-- Goal --
Rewrite every line of the records below, including the requests, and raise each coordinate in the points by 133. Leave the pictures out of your answer.

▼▼▼

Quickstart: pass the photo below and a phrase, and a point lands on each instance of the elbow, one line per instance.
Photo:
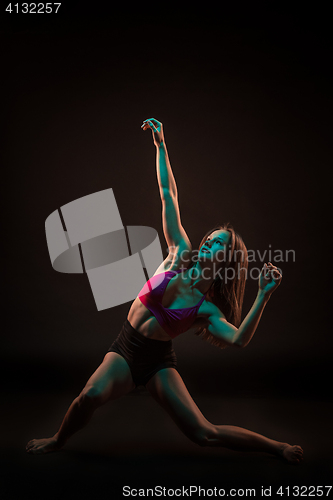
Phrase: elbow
(238, 343)
(168, 192)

▲▲▲

-- Exercise solution --
Quickstart: pass the photo below and a phrase, and a point lands on each instance of the elbow, one line per instance.
Photo:
Phrase: elbow
(371, 476)
(301, 325)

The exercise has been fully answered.